*Exercise requirements*:
How many lines in the entries below contain the word "wall"? Reply with the number only.

Named-object pointing records:

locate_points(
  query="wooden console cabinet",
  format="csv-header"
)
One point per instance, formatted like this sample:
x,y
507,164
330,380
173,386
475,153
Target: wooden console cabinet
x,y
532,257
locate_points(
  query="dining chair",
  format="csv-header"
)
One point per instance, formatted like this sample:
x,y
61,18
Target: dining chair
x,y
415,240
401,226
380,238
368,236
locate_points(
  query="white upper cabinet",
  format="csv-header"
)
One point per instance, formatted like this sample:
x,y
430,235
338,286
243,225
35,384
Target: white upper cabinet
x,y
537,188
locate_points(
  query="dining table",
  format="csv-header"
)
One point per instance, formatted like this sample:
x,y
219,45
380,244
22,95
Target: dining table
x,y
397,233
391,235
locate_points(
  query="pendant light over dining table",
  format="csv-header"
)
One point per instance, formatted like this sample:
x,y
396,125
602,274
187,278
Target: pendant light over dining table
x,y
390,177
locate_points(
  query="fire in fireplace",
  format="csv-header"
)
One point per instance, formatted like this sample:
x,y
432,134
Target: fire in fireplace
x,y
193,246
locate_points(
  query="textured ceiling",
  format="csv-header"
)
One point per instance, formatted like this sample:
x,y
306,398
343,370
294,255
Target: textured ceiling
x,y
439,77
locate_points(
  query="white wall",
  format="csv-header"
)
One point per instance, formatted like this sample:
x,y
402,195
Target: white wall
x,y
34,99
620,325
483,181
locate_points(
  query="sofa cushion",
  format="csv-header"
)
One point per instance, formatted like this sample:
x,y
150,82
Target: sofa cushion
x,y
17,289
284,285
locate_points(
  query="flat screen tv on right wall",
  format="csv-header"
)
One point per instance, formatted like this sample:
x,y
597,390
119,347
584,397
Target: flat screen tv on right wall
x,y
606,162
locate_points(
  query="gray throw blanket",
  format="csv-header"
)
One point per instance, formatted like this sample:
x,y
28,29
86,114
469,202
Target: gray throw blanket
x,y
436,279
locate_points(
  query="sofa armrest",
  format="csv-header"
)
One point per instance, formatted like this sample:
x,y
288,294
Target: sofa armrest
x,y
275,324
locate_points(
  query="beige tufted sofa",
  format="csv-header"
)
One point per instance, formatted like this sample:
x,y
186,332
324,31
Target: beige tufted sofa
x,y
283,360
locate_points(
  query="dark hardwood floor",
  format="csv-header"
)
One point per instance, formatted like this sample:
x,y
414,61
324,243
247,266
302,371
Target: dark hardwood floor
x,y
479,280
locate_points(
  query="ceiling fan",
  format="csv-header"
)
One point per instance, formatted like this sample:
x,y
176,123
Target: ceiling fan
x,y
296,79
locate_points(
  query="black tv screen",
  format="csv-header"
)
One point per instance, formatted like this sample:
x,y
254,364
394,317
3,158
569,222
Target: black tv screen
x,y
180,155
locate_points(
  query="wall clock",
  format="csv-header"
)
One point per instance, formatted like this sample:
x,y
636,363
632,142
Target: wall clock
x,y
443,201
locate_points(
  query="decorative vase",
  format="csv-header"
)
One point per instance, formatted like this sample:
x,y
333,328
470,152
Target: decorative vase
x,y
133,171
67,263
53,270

*Answer below*:
6